_Data to process_:
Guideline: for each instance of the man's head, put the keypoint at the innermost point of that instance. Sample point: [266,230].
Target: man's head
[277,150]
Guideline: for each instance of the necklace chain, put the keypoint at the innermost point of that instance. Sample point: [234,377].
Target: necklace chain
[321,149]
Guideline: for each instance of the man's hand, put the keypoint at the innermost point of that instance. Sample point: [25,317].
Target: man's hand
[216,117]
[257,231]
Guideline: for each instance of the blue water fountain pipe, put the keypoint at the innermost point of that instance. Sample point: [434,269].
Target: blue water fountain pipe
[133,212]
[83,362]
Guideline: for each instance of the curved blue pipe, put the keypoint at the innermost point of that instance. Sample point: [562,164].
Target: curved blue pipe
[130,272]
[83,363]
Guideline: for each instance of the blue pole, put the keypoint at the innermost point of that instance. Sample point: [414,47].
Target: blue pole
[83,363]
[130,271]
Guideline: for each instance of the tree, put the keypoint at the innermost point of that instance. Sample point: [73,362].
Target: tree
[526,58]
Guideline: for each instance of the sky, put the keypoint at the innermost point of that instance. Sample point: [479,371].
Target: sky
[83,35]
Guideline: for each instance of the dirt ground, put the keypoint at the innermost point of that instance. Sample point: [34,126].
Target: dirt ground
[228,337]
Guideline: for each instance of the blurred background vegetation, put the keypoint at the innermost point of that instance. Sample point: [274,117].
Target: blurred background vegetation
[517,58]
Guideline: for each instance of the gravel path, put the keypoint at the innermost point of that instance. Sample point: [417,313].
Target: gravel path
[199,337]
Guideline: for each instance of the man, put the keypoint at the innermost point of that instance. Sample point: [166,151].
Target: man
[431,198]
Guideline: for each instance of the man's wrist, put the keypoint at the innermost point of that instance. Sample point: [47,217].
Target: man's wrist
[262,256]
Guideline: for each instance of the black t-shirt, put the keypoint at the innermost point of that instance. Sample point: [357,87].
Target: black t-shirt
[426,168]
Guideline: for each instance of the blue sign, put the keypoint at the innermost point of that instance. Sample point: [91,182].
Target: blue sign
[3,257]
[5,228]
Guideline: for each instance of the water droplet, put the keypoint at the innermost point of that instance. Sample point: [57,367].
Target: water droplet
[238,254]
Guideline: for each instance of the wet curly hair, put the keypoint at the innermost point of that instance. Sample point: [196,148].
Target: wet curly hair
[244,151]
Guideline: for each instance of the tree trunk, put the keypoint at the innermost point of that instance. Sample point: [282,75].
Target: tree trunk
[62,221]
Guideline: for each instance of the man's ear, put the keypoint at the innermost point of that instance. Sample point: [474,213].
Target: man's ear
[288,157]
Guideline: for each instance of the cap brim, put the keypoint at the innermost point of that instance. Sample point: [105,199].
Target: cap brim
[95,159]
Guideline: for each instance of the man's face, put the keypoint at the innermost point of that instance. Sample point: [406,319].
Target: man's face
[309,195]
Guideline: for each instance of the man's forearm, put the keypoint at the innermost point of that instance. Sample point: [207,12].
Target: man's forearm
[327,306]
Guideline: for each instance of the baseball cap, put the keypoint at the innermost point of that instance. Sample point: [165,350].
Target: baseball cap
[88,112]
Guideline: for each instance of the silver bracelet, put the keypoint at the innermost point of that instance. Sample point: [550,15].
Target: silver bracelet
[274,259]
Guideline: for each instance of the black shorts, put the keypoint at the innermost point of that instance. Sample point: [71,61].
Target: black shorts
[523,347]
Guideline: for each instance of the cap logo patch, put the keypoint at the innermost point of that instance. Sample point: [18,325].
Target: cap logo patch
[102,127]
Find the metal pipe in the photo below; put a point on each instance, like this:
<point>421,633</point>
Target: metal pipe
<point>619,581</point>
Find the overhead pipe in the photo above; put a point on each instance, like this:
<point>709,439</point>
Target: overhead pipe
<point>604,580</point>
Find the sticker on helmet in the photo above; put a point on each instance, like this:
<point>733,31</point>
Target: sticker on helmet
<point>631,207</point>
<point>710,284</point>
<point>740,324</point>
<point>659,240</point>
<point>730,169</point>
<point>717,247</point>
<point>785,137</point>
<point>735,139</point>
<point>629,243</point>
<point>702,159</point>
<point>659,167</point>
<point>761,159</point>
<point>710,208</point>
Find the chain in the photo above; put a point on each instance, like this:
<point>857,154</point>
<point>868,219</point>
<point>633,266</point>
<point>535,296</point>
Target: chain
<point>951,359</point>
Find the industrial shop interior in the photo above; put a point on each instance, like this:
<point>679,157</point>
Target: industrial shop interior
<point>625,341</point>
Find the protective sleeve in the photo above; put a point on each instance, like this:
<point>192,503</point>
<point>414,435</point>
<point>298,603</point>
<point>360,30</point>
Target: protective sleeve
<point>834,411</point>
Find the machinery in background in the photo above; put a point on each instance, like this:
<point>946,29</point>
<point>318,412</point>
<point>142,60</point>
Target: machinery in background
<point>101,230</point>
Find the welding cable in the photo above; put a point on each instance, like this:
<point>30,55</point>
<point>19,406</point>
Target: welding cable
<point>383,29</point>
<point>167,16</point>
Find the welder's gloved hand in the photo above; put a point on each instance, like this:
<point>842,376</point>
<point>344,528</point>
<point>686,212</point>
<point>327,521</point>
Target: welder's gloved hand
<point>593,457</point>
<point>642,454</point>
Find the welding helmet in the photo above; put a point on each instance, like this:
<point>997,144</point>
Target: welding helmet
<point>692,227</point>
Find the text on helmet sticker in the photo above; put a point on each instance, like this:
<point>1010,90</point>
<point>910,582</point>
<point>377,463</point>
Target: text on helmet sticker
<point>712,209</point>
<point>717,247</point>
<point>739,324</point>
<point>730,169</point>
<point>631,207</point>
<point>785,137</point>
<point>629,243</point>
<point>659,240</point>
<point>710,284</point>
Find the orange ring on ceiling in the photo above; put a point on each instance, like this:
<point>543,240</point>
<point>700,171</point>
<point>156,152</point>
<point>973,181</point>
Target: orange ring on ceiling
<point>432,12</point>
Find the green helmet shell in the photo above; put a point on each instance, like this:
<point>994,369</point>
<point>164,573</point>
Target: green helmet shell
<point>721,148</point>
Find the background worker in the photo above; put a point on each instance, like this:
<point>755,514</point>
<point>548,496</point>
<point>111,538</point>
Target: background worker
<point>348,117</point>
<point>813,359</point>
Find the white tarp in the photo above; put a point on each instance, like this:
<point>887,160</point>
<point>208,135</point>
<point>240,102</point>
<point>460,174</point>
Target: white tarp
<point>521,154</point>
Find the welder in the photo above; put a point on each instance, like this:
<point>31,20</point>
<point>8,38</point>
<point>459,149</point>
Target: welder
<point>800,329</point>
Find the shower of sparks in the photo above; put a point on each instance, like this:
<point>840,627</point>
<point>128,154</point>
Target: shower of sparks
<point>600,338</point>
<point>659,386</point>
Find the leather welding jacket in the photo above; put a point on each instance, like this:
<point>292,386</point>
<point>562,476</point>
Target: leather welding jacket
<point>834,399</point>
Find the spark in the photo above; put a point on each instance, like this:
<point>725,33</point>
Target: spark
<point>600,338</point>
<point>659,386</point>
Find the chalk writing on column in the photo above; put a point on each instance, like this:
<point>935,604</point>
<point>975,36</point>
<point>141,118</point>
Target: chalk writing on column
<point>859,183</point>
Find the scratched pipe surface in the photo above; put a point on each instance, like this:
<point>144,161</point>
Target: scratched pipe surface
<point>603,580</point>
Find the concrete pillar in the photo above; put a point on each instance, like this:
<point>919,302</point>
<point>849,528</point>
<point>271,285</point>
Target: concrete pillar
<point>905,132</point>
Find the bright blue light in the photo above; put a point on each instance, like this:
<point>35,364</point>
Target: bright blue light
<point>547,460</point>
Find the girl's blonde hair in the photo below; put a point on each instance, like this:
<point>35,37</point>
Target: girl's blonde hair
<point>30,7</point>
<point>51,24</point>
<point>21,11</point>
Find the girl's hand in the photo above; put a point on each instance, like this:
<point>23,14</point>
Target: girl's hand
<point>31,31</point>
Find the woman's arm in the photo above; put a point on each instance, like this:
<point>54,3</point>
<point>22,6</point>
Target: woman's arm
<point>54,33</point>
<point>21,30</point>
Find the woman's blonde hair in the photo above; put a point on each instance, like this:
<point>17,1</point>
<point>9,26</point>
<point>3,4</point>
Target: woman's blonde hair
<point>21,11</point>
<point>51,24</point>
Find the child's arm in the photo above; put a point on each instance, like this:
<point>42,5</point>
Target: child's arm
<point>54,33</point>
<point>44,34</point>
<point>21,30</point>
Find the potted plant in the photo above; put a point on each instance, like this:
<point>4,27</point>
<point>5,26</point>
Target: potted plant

_Exercise description_:
Rewrite the stretch of the records above, from the line containing "Find the machinery" through the line containing "<point>813,359</point>", replacing "background worker" with "distant worker" and leaving everything else unchanged.

_Result of this task_:
Find the machinery in background in the photo above; put a point on each instance, like this:
<point>946,29</point>
<point>318,412</point>
<point>142,60</point>
Target: machinery in background
<point>101,230</point>
Find the welding cable in the photo above; put a point on each instance, like this:
<point>30,55</point>
<point>19,406</point>
Target: welding cable
<point>383,29</point>
<point>167,16</point>
Find the welder's gloved hand in the photo above; put a point on each instance, like this:
<point>842,376</point>
<point>344,528</point>
<point>686,212</point>
<point>327,521</point>
Target: welder's gloved hand
<point>593,457</point>
<point>642,454</point>
Find the welding helmet in the photo above; put a point on each instance, like this:
<point>997,144</point>
Target: welding helmet
<point>692,227</point>
Find the text on helmet sticker in the photo above; put a point on each instance, like this:
<point>1010,90</point>
<point>910,582</point>
<point>377,463</point>
Target: text on helmet sticker
<point>712,209</point>
<point>717,247</point>
<point>739,324</point>
<point>730,169</point>
<point>631,207</point>
<point>785,137</point>
<point>629,243</point>
<point>659,240</point>
<point>710,284</point>
Find the orange ring on ceiling in the photo above; put a point on each instance, like this:
<point>543,240</point>
<point>700,171</point>
<point>156,152</point>
<point>973,181</point>
Target: orange ring on ceiling
<point>432,12</point>
Find the green helmet shell in the photo above; put a point on each instance, like this:
<point>994,369</point>
<point>164,573</point>
Target: green helmet shell
<point>721,148</point>
Find the distant worker in the photo above; put a point on each instance, like this:
<point>755,514</point>
<point>548,496</point>
<point>111,538</point>
Target: distant worker
<point>348,117</point>
<point>813,359</point>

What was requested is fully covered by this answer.